*Exercise instructions*
Reproduce the stretch of the climate change and virus transmission article from "For the report, Albery" through "specify which ones.)".

*Quoted passage*
+===+
Climate change will drive new transmission of 4,000 viruses by 2070

A new peer-reviewed study published Thursday in the journal Nature found global warming will drive 4,000 viruses to spread between mammals, including potentially between animals and humans, for the first time by 2070.

Global warming will push animals to move away from hotter climates, and that forced migration will result in species coming into contact for the first time, according to the study.

The Covid-19 pandemic was likely caused by the transmission of the SARS-CoV-2 virus from the southeast Asian horseshoe bat to humans.

The additional 4,000 cross species viral transmissions between mammals does not mean there will be another 4,000 potential Covid-19 pandemics, Greg Alberya postdoctoral Fellow at Wissenschaftskolleg zu Berlin in Berlin and a co-author of the study, told CNBC.

“But each one has the potential to influence animal health and maybe to then spill over into human populations,” Albery told CNBC. “Either way, it is likely to be very bad news for the health of the affected ecosystems.”

Bats are particularly likely to transmit viruses because they fly. Bats will account for almost 90% of the first encounters between novel species and most of those first encounters will be in southeast Asia, the report found.

But that’s not a reason to vilify bats.

“Bats are disproportionately responsible, but we’re trying to accentuate that this isn’t the thing to blame them for — and that punishing them (culling, trying to prevent migrations) is likely to only make matters worse by driving greater dispersal, greater transmission, and weaker health,” Albery said.

For the report, Albery and his co-author, Colin J Carlsona postdoctoral fellow at Georgetown University, used computer modeling to predict where species would likely overlap for the first time.

“We don’t know the baseline for novel species interactions, but we expect them to be extremely low when compared to those we’re motivated to see by climate change,” Alberty told CNBC.

Those calculations show that tropical hotspots of novel virus transmission will overlap with human population centers in the Sahel, the Ethiopian highlands and the Rift Valley in Africa; as well as eastern China, India, Indonesia, and the Philippines by 2070. Some European population centers may be in the transmission hotspots, too, the report found. (Albery declined to specify which ones.)

The report puts a fine point on a trend that scientists have predicted for some time.

“This is an interesting study that puts a quantitative estimate on what a number of scientists have been saying for years (me included): changing climate — along with other factors — will enhance opportunities for introduction, establishment, and spread of viruses into new geographic locations and new host species,” Matthew Aliota, a professor Department of Veterinary and Biomedical Sciences at the University of Minnesota, told CNBC. Aliota was not involved in the study at all.

“Unfortunately, we will continue to see new zoonotic disease events with increasing frequency and scope,” Aliota said. (Zoonotic diseases are those that are spread between animals and humans.)

While he agrees with the general conclusion of the study, modeling the future transmission of viruses is tricky business, said Daniel Bausch, president of the American Society of Tropical Medicine and Hygiene, an international organization dedicated to reducing tropical disease transmission. Bausch was not involved in the study at all.
+===+
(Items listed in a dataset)
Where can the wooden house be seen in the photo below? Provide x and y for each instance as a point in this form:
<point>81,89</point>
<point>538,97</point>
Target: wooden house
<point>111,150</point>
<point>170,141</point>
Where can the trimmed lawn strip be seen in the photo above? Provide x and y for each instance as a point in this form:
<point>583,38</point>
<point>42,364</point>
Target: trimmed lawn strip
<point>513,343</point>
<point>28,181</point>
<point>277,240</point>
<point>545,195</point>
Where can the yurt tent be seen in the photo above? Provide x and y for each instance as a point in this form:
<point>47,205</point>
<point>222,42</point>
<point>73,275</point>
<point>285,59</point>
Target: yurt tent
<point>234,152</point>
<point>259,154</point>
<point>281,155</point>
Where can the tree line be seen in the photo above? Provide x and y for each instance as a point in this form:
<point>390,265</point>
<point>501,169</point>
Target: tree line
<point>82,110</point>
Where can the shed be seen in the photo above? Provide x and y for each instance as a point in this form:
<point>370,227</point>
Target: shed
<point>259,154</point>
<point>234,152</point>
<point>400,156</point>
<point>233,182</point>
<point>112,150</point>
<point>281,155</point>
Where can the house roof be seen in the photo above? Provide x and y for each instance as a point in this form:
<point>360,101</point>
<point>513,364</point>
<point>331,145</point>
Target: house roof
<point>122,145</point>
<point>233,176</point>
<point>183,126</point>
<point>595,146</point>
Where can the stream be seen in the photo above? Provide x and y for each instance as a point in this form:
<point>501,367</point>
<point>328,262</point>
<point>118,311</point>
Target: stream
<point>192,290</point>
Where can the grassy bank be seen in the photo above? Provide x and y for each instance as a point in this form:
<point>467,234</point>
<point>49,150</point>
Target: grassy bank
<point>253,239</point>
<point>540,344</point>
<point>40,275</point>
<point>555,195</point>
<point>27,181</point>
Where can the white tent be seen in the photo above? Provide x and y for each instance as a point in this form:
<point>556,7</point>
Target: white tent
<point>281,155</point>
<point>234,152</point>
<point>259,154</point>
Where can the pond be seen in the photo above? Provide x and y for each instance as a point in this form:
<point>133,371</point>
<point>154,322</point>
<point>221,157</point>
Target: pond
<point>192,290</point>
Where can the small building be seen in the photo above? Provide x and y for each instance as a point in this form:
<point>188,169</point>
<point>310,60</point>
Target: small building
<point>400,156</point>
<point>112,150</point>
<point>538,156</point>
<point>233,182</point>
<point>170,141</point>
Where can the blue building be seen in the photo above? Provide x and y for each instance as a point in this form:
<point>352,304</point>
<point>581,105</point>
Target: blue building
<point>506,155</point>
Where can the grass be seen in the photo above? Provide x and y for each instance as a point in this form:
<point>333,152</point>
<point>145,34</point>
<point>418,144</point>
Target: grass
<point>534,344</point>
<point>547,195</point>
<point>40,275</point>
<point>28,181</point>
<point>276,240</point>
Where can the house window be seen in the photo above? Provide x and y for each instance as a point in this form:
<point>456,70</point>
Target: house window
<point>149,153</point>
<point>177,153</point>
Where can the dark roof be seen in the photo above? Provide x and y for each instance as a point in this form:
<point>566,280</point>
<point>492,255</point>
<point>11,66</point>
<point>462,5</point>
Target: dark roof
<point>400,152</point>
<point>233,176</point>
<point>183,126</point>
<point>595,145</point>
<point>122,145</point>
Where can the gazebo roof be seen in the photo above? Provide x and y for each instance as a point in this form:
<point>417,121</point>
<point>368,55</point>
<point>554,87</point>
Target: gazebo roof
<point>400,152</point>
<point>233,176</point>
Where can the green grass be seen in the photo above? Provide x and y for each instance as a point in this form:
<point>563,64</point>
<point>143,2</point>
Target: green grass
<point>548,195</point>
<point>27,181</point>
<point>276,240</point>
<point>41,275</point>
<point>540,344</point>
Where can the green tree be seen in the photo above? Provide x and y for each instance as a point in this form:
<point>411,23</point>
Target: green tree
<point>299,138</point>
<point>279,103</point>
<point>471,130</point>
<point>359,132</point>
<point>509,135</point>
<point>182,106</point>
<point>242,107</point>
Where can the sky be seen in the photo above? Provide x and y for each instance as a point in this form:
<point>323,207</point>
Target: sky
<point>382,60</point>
+===+
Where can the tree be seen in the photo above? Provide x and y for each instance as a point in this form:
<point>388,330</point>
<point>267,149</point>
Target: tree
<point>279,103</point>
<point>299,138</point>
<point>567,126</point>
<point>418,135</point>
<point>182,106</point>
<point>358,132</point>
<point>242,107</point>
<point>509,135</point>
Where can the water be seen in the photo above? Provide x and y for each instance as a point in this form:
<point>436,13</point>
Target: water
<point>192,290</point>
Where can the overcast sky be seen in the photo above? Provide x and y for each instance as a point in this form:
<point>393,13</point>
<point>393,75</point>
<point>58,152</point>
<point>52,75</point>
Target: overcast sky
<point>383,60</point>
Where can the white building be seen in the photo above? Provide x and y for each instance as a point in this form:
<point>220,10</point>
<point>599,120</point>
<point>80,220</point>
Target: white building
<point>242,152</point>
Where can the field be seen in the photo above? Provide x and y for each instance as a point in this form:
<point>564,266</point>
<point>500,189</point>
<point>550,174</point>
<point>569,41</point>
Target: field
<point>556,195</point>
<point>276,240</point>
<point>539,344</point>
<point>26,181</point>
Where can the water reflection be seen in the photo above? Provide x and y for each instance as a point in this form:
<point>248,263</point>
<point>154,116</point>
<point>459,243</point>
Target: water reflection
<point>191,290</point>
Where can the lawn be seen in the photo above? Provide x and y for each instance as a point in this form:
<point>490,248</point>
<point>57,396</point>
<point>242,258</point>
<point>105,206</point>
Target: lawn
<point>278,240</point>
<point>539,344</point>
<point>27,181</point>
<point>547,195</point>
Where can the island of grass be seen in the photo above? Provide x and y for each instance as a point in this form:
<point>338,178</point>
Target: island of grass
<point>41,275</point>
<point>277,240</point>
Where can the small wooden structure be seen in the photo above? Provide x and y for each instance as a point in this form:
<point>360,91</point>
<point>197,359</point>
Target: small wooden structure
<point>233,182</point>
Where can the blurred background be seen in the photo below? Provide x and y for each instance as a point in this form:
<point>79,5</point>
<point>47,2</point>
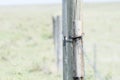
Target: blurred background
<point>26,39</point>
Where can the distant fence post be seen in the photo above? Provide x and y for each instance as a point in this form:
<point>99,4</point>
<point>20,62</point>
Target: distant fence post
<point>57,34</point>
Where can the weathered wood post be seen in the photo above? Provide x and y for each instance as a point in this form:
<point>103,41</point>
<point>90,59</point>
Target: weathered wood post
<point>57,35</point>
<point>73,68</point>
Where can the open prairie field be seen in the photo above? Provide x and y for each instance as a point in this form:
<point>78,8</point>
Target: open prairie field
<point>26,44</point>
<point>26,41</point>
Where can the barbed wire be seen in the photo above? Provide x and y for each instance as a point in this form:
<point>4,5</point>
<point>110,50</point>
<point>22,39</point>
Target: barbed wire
+===+
*Solution below*
For the report, Albery and his co-author, Colin J Carlsona postdoctoral fellow at Georgetown University, used computer modeling to predict where species would likely overlap for the first time.

“We don’t know the baseline for novel species interactions, but we expect them to be extremely low when compared to those we’re motivated to see by climate change,” Alberty told CNBC.

Those calculations show that tropical hotspots of novel virus transmission will overlap with human population centers in the Sahel, the Ethiopian highlands and the Rift Valley in Africa; as well as eastern China, India, Indonesia, and the Philippines by 2070. Some European population centers may be in the transmission hotspots, too, the report found. (Albery declined to specify which ones.)